__TRAVAIL DEMANDÉ__.
Recopiez le passage de l'extrait sur l'écriture de Nathalie Gassel qui commence aux mots « Écrire procède d’un » et s'arrête après « 2001, p. 27). ». Remplacez-y « sport » par « métier ».

__EXTRAIT DU DOCUMENT__.
_ _ _ _
De texte en texte, Nathalie Gassel développe une écriture extrêmement physique, comme si elle se laissait porter par l’élan redoutable de son corps d’athlète, par la force impérieuse de sa musculature vigoureuse. Dans Construction d’un corps pornographique, elle explique que le rythme de l’effort physique scande son écriture : « J’écris avec mon corps, mes bras d’athlète déchirent le papier. Je laisse mon esprit s’imprégner des mouvements de mon anatomie » (Gassel, 2005, p. 31). Dans Éros androgyne, son tout premier texte, elle avance déjà l’idée que l’écriture obéit chez elle à une tension intérieure insaisissable et imparable, il s’agit d’une expérience semblable à l’effort que requiert une activité sportive intense :

Écrire procède d’un état nerveux indescriptible : pratiquer une écriture comme on pratique un sport, d’une énergie ardente, sonore, avec quelque chose d’innovateur, de ramassé, de fort, d’impérieux et de brusque, de personnel, d’intense. De la vigueur, toujours et encore de la vigueur (Gassel, 2001, p. 27).
_ _ _ _
Objets conservés d'une collection:
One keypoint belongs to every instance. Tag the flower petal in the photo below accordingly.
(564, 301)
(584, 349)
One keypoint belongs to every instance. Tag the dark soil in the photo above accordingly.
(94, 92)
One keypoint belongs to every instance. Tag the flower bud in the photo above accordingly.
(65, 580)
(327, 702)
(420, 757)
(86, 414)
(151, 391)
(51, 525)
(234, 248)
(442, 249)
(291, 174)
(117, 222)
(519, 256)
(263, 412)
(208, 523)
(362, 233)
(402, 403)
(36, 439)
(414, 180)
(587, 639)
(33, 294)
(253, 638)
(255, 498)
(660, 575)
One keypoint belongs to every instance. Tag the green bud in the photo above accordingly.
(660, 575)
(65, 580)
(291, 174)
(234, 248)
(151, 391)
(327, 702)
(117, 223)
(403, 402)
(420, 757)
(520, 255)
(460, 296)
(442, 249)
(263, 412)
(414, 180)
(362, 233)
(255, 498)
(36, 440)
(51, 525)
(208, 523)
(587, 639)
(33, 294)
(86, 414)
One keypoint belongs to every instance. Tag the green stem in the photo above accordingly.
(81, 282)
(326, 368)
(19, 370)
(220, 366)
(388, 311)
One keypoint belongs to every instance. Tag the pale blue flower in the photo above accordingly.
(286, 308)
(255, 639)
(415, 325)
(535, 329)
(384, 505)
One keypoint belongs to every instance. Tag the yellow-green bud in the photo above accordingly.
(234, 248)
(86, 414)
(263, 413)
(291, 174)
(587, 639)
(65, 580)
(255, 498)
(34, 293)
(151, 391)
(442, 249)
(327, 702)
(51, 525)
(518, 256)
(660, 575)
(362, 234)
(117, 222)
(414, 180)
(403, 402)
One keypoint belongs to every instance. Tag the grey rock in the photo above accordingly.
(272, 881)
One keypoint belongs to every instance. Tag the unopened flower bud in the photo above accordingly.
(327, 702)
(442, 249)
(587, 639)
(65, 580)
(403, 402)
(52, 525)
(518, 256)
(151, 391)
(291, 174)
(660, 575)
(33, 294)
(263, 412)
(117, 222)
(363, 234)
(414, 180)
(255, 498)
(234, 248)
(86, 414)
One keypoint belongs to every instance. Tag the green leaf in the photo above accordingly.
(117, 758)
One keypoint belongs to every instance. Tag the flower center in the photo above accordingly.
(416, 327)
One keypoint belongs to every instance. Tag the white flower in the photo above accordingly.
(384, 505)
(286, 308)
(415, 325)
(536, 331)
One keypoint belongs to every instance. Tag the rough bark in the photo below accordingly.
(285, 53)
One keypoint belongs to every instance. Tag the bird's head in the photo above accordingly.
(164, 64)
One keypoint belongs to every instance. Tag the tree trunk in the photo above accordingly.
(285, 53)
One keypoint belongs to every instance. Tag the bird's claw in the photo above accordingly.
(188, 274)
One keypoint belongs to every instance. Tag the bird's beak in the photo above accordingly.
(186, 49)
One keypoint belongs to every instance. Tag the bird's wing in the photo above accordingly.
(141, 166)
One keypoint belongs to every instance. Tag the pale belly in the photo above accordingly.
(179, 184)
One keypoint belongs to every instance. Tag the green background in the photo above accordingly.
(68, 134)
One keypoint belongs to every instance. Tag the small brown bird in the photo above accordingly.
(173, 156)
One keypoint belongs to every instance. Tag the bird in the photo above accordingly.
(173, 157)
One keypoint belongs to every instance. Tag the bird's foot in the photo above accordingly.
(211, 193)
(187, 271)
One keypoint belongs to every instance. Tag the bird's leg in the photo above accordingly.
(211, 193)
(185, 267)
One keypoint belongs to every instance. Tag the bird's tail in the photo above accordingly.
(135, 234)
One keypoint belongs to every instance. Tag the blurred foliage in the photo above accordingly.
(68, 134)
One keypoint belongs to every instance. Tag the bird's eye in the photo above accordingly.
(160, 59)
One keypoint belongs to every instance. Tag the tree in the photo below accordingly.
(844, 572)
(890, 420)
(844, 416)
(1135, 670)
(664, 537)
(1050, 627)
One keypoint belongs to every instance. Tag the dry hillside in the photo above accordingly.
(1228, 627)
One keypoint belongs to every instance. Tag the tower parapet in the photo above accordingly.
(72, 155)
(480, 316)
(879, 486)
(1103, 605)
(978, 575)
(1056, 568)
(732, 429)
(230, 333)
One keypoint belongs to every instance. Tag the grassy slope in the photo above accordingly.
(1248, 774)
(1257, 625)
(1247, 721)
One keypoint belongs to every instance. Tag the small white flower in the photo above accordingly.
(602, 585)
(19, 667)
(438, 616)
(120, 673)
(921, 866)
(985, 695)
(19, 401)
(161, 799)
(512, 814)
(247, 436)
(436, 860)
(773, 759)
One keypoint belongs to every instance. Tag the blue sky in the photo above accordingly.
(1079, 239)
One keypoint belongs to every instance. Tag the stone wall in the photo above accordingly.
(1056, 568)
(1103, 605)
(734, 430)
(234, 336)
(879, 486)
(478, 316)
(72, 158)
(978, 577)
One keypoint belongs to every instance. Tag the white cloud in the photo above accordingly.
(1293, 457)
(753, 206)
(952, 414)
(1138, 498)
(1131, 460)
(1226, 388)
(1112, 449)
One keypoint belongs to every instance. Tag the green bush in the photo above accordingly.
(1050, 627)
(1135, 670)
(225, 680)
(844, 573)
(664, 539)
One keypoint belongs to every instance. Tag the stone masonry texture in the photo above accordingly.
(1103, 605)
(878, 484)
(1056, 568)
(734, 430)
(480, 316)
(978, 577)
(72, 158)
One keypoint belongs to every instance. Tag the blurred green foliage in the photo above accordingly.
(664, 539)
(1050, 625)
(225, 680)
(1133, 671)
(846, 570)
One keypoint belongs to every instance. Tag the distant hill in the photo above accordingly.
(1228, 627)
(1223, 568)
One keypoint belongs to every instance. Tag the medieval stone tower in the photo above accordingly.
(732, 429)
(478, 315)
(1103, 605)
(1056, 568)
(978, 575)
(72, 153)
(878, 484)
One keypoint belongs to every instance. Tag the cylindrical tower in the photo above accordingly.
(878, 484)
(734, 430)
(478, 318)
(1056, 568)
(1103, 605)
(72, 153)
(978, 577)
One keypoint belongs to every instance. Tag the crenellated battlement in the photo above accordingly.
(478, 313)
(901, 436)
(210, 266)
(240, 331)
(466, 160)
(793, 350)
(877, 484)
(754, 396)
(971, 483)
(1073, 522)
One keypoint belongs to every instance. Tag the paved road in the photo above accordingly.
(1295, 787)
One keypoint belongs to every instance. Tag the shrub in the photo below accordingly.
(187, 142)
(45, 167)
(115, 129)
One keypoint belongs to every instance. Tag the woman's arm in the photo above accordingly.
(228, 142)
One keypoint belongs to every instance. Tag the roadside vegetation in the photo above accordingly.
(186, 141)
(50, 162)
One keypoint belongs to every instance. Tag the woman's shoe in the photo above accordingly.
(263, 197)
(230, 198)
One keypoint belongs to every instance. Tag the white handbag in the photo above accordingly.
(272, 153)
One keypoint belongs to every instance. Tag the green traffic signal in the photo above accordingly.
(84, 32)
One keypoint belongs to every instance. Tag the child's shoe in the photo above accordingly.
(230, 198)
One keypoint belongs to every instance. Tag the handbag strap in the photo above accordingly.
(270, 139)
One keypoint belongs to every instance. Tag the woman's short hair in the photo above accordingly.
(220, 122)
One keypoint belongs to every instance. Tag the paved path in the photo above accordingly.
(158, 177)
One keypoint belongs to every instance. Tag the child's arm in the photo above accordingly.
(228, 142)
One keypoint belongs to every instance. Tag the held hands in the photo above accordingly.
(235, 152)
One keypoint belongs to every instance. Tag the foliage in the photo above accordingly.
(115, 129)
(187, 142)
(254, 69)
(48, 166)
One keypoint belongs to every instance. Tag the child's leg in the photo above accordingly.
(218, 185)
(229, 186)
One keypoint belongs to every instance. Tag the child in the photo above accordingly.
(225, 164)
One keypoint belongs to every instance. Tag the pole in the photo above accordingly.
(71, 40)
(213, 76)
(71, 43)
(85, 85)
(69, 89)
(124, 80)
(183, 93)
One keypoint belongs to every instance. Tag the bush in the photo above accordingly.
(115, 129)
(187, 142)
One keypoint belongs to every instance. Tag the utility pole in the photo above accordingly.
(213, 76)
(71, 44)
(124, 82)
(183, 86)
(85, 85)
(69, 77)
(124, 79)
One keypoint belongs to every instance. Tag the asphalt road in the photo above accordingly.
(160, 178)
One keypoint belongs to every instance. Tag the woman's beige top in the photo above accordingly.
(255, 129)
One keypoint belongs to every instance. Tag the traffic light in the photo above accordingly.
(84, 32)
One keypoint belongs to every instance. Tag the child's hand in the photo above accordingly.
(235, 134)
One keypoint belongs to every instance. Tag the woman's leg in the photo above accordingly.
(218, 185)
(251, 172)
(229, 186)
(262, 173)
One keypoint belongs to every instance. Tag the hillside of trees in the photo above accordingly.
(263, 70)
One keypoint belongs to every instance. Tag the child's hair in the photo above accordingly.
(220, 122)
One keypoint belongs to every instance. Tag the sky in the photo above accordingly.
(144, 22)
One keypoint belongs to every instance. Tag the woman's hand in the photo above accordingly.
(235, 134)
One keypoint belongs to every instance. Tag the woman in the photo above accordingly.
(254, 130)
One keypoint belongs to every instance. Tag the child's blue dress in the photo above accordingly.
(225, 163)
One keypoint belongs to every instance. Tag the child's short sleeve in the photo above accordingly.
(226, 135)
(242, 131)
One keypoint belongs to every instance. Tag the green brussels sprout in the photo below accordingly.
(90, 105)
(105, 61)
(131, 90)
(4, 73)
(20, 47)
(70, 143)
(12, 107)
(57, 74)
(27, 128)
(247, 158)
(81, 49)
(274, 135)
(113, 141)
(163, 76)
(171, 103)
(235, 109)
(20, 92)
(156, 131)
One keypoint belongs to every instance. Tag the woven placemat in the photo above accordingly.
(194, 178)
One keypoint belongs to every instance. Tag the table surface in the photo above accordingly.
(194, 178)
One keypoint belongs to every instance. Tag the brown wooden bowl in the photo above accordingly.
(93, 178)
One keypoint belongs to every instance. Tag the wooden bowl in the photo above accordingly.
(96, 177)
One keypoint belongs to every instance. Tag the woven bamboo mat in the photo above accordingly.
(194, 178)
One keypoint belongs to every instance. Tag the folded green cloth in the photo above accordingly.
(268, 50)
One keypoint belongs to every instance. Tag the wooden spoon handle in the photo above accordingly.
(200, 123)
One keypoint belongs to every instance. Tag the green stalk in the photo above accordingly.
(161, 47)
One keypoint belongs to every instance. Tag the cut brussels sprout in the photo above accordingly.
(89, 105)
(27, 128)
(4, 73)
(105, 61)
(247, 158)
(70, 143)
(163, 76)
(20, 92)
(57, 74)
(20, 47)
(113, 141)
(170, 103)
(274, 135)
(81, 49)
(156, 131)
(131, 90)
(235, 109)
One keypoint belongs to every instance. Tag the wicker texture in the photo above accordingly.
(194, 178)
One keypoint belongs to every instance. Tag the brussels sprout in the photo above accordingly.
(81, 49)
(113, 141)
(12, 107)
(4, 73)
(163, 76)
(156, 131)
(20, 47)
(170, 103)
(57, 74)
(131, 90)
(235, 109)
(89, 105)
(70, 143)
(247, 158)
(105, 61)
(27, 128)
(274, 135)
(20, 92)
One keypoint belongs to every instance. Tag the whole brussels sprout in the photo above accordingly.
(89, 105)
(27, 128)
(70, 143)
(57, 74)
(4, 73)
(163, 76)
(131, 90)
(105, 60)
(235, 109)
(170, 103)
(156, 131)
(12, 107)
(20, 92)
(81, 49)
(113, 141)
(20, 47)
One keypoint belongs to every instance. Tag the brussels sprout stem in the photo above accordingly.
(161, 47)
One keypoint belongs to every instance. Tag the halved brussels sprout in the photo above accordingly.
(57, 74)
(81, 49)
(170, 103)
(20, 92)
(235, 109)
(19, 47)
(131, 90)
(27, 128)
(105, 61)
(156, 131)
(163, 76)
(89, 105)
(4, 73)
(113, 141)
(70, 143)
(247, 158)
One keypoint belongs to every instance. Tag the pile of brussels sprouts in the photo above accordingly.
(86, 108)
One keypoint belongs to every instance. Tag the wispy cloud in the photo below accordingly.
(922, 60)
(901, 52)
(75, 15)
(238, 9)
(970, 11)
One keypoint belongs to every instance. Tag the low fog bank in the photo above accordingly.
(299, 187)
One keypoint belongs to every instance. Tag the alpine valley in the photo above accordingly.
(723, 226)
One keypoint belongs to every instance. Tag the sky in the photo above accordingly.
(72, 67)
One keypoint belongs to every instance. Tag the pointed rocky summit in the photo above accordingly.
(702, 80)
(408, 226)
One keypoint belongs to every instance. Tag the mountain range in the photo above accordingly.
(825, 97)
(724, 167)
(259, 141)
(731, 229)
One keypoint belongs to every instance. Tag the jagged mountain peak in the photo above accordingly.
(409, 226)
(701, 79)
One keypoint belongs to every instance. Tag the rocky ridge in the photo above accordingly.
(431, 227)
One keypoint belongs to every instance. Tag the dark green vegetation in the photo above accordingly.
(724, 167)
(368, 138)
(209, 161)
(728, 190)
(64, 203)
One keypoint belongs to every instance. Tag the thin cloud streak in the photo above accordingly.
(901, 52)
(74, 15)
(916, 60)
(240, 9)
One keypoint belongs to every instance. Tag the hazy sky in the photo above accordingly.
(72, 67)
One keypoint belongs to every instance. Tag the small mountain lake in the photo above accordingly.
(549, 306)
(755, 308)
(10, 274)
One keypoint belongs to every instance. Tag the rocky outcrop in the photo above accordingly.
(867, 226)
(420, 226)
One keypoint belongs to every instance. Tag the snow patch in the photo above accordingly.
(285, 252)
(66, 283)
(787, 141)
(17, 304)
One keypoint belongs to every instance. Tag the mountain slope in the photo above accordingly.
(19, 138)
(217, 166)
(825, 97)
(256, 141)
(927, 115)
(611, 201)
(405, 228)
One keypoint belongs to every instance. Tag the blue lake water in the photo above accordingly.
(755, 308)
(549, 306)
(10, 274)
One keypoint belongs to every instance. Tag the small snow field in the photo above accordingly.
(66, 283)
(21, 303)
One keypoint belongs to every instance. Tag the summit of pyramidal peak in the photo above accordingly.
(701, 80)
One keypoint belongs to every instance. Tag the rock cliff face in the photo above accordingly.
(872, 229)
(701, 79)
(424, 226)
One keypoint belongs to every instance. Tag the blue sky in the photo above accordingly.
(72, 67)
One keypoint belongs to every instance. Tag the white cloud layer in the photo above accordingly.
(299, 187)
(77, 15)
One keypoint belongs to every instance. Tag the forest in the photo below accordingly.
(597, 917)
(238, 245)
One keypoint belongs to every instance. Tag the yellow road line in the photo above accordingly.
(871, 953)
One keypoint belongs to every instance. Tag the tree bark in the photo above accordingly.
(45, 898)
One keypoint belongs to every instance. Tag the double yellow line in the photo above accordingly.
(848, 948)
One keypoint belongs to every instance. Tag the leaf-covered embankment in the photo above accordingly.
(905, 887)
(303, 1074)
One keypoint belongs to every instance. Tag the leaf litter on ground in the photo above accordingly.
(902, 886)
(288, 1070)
_ _ _ _
__RÉPONSE COMPLÈTE__.
Écrire procède d’un état nerveux indescriptible : pratiquer une écriture comme on pratique un métier, d’une énergie ardente, sonore, avec quelque chose d’innovateur, de ramassé, de fort, d’impérieux et de brusque, de personnel, d’intense. De la vigueur, toujours et encore de la vigueur (Gassel, 2001, p. 27).